::: Records for this exercise

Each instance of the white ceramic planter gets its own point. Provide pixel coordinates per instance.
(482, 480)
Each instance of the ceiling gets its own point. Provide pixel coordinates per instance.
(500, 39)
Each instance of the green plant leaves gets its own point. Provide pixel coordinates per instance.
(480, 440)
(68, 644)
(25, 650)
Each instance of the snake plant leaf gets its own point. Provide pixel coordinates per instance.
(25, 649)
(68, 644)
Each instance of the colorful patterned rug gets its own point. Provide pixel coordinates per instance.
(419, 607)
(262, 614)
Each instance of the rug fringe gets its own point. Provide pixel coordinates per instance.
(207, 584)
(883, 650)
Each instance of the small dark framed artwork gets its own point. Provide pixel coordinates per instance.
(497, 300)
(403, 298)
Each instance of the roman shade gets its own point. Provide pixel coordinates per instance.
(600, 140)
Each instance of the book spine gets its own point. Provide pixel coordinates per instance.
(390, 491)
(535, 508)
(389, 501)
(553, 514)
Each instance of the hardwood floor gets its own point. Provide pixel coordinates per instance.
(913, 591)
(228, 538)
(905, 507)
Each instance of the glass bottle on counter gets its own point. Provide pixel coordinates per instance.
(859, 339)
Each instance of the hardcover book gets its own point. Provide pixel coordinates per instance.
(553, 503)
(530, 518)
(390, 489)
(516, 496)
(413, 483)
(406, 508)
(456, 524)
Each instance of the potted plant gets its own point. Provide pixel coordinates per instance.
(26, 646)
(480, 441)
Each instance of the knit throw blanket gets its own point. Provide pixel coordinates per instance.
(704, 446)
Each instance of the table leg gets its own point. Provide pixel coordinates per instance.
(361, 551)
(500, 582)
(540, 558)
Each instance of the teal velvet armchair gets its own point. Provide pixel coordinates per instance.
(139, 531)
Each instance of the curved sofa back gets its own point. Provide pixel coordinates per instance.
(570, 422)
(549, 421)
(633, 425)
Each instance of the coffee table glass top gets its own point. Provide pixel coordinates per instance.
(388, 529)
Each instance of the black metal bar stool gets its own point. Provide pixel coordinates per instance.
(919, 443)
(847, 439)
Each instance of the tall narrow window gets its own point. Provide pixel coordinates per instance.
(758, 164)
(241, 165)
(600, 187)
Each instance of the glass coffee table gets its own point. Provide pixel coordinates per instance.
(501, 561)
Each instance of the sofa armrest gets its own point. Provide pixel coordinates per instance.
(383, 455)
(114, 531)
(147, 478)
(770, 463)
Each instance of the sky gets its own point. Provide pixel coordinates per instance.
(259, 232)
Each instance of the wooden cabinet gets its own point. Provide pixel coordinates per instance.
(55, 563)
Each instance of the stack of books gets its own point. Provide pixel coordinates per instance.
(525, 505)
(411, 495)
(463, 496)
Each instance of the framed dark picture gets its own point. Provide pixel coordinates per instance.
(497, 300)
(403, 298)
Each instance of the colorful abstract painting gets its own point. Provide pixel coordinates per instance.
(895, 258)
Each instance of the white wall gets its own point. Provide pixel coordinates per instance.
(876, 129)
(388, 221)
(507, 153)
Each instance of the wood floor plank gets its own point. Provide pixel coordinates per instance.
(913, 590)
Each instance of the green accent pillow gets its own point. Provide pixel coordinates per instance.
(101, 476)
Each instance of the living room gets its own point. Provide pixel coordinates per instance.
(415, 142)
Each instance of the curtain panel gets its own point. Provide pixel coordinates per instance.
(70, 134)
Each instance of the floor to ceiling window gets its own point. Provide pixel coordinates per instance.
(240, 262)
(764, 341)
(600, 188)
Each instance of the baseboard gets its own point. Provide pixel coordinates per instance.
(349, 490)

::::::

Reproduce every row above verbatim, preserving each line's wording, numbers, and order without alteration.

▸ **Answer to the exercise**
Each instance of the white ceramic planter gets its own point. Provide pixel coordinates per instance.
(482, 480)
Each instance of the ceiling gets its own point. Provide pixel coordinates per instance.
(500, 39)
Each instance of the green plant leaves gets its own point. Provide pixel coordinates per instance.
(480, 440)
(68, 644)
(25, 650)
Each instance of the snake plant leaf gets its own point. Provide pixel coordinates per instance.
(25, 649)
(68, 644)
Each instance of the colorful patterned rug gets its own point. Provide pixel coordinates per instance.
(419, 607)
(262, 614)
Each instance of the rug fringe gets its own point. Provide pixel coordinates per instance.
(207, 584)
(883, 650)
Each instance of the small dark framed artwork gets its own point. Provide pixel coordinates per instance.
(497, 300)
(403, 298)
Each instance of the roman shade gets its own point. Provide pixel coordinates per instance.
(600, 140)
Each instance of the book spine gets its own point. Provide pixel coordinates per instance.
(390, 491)
(535, 508)
(389, 501)
(553, 514)
Each instance of the hardwood floor gets its own point. Provide pixel coordinates per instance.
(913, 591)
(228, 538)
(905, 507)
Each instance of the glass bottle on counter gets its own point. Provide pixel coordinates per instance.
(859, 339)
Each instance of the hardcover book gets its own point. Provide pixel coordinates per instance.
(553, 503)
(530, 518)
(390, 489)
(516, 496)
(413, 483)
(406, 508)
(456, 524)
Each instance of the potted plant gets its own point. Provide pixel coordinates per instance.
(26, 646)
(480, 441)
Each instance of the knit throw blanket gets its own point. Provide pixel coordinates per instance.
(704, 446)
Each instance of the table leg gets its own point. Provide pixel coordinates per instance.
(361, 551)
(500, 582)
(540, 558)
Each instance of the teal velvet armchair gets its own point. Provide pixel coordinates per instance.
(139, 531)
Each instance of the curved sofa back gets its own point. Provide pixel coordinates per instance.
(570, 422)
(549, 421)
(633, 425)
Each instance of the coffee table glass top gets its own point. Provide pixel coordinates per instance.
(388, 529)
Each instance of the black metal bar stool gets its own point. Provide pixel coordinates per instance.
(919, 443)
(847, 439)
Each instance of the tall narrow window gets its own point. Provide pixel coordinates per instance.
(758, 164)
(241, 165)
(600, 187)
Each instance of the glass coffee table gets its own point. Provide pixel coordinates per instance.
(501, 561)
Each instance of the sofa armrest gets its own point. Provide pixel coordinates per instance.
(383, 455)
(114, 531)
(147, 478)
(770, 463)
Each instance of the sky gets its own point. Provide pixel coordinates per instance.
(259, 232)
Each instance of the wooden cabinet gets its own point. Provide pixel coordinates per instance.
(55, 563)
Each instance of the stack of books gets its own point. Provide pixel coordinates per instance.
(525, 505)
(411, 495)
(463, 496)
Each instance of the framed dark picture gets its own point. Provide pixel coordinates per instance.
(497, 300)
(403, 298)
Each instance of the colorful abstract painting gets its own point. Provide pixel coordinates per instance.
(895, 258)
Each instance of the white wall gets its own point. Provide pixel coordinates per instance.
(876, 129)
(388, 221)
(507, 153)
Each instance of the wood floor plank gets its own point. Provide pixel coordinates per instance.
(913, 590)
Each instance of the green accent pillow gets its own point. Provide pixel coordinates per instance.
(101, 476)
Each instance of the living room gets its own point. Provide pixel coordinates per instance.
(415, 142)
Each instance of the curtain panel gets its own point. Provide pixel coordinates per instance.
(70, 134)
Each instance of the floor to ceiling window gets its own point. Provide pixel coordinates per instance.
(240, 262)
(764, 341)
(600, 188)
Each instance of the baseboard gets its own point. Provide pixel coordinates per instance.
(349, 490)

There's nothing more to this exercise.